## Problem details
Reproduce the passage below on email correspondence with an American friend during the Intifada, word for word and in full.

“How can one group of mothers anguish over the thought that their children might be killed, while another group applauds their children for doing the killing?”
There’s nothing new about this question. We have been asking it of ourselves and others for months. But this time, the question took me by surprise because it was asked by someone who has never been to Israel, a kind and gentle mother living in the Northeastern United States. She is not Jewish. Her knowledge of Israel and our area of the world comes largely from our emails over the last few years.
Early on in this current Intifada, she was scheduled to come and give a lecture here. We had a whole day planned. I was going to show her the beauty of my land and why I love Israel so much. Instead, her television screen showed her the horrors that we ourselves were only beginning to comprehend and the organization cancelled the conference, our chance to meet for the first time postponed indefinitely.
Our correspondence is a series of emails, often daily, in which she sometimes asks questions about Israel, about life here, about my family. I know about her son, and when he swam across her pool for the first time, how her husband hates to fly, and about a pesky next door neighbor.
She knows where we live and about my own bothersome neighbor. I’ve sent her a map so that with each terrorist attack, she can quickly check to see if it was close by. She is among my group of cyberspace friends who expect an email telling them that my family and I are safe. I’m fine, I write. Netanya is to the north and Herzliya is to the west. Rishon Letzion lies close to the Mediterranean and Afula is the last stop on our yearly trips to the north.
My daughter is on a bus to Jerusalem, but not the bus that was just attacked and yes, she is okay too. My cleaning woman’s 11-year-old cousin was killed in a suicide attack. A husband and his pregnant wife were murdered in the village where my son’s teacher lives. Thirty minutes before, I passed that intersection, and my husband won’t be home for hours because an intersection has been closed by another suicide attack. So our lives and conversations go.

## Data records
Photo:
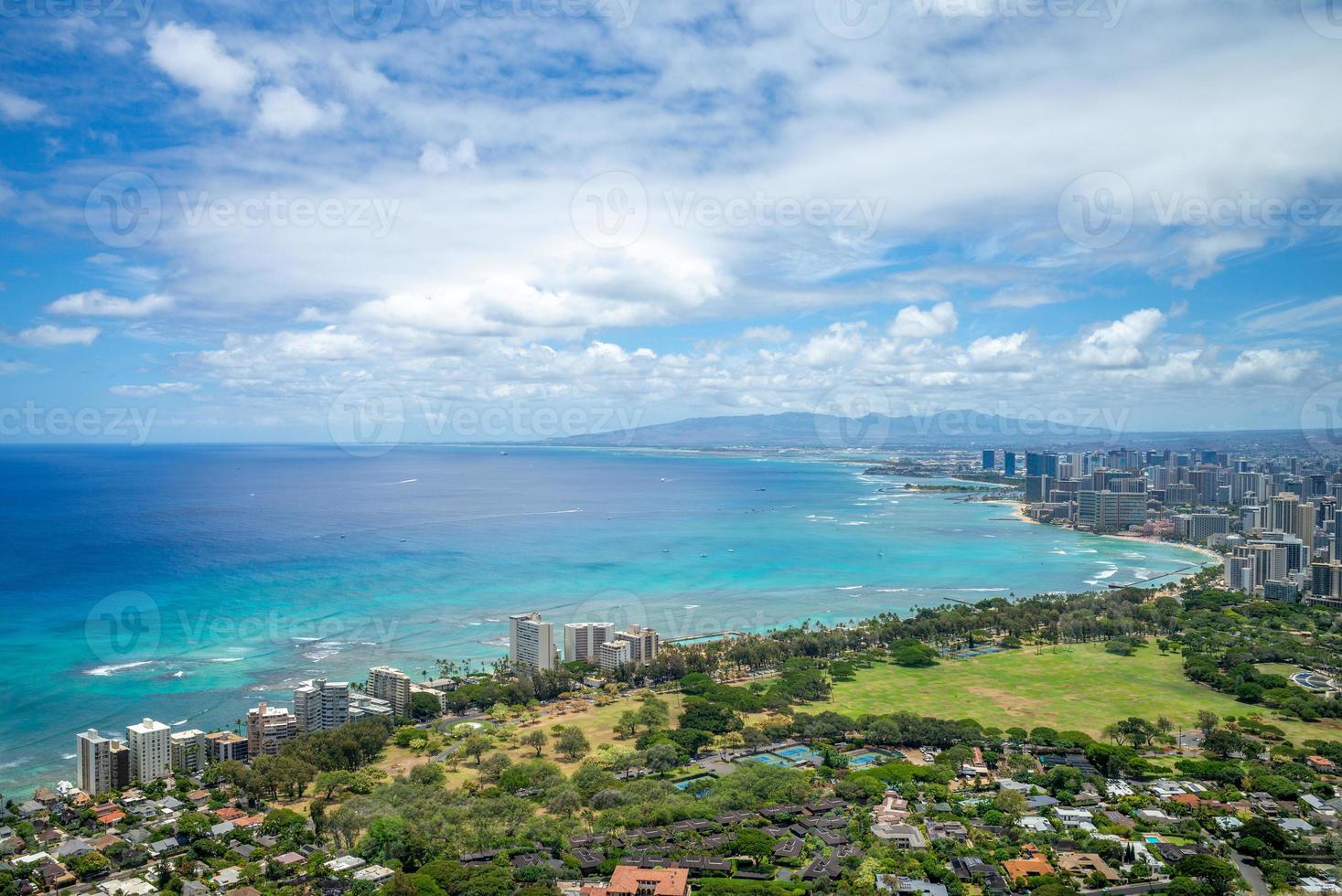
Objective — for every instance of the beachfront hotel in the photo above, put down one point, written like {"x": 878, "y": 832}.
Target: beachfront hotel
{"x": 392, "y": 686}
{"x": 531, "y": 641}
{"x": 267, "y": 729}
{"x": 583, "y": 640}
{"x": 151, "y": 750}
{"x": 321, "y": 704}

---

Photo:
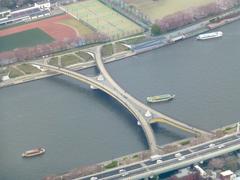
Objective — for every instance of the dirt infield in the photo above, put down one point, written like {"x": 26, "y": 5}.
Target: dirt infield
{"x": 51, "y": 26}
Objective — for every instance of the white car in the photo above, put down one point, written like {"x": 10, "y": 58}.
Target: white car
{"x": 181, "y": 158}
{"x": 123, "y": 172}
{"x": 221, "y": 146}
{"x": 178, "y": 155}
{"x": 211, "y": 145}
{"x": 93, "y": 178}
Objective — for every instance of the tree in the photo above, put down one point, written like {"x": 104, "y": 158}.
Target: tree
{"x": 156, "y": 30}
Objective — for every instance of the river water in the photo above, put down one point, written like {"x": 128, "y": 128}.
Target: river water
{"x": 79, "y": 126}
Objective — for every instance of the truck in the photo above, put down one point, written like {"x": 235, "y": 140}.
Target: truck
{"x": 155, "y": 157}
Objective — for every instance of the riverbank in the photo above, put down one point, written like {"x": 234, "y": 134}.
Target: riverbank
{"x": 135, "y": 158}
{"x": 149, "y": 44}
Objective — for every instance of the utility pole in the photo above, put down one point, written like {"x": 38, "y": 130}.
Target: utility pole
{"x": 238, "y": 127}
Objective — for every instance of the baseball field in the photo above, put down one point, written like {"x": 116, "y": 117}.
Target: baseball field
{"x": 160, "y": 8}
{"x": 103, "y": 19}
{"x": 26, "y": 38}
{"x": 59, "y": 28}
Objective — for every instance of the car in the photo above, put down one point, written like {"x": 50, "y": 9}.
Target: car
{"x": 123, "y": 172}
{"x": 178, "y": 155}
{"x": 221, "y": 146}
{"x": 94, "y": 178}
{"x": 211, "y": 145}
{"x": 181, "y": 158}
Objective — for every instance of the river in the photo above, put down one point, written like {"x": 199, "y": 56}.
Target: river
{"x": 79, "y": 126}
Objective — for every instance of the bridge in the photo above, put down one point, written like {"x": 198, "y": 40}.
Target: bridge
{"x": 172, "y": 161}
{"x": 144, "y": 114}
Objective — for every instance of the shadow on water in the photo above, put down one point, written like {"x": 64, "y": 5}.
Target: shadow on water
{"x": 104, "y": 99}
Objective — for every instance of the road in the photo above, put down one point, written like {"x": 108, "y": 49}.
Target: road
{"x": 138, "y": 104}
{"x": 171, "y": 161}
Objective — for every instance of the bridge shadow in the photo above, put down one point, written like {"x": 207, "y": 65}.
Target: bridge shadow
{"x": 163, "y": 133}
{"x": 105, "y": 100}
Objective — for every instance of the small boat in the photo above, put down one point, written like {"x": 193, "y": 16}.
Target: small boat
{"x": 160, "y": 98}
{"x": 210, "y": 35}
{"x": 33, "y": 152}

## Expected answer
“How can one group of mothers anguish over the thought that their children might be killed, while another group applauds their children for doing the killing?”
There’s nothing new about this question. We have been asking it of ourselves and others for months. But this time, the question took me by surprise because it was asked by someone who has never been to Israel, a kind and gentle mother living in the Northeastern United States. She is not Jewish. Her knowledge of Israel and our area of the world comes largely from our emails over the last few years.
Early on in this current Intifada, she was scheduled to come and give a lecture here. We had a whole day planned. I was going to show her the beauty of my land and why I love Israel so much. Instead, her television screen showed her the horrors that we ourselves were only beginning to comprehend and the organization cancelled the conference, our chance to meet for the first time postponed indefinitely.
Our correspondence is a series of emails, often daily, in which she sometimes asks questions about Israel, about life here, about my family. I know about her son, and when he swam across her pool for the first time, how her husband hates to fly, and about a pesky next door neighbor.
She knows where we live and about my own bothersome neighbor. I’ve sent her a map so that with each terrorist attack, she can quickly check to see if it was close by. She is among my group of cyberspace friends who expect an email telling them that my family and I are safe. I’m fine, I write. Netanya is to the north and Herzliya is to the west. Rishon Letzion lies close to the Mediterranean and Afula is the last stop on our yearly trips to the north.
My daughter is on a bus to Jerusalem, but not the bus that was just attacked and yes, she is okay too. My cleaning woman’s 11-year-old cousin was killed in a suicide attack. A husband and his pregnant wife were murdered in the village where my son’s teacher lives. Thirty minutes before, I passed that intersection, and my husband won’t be home for hours because an intersection has been closed by another suicide attack. So our lives and conversations go.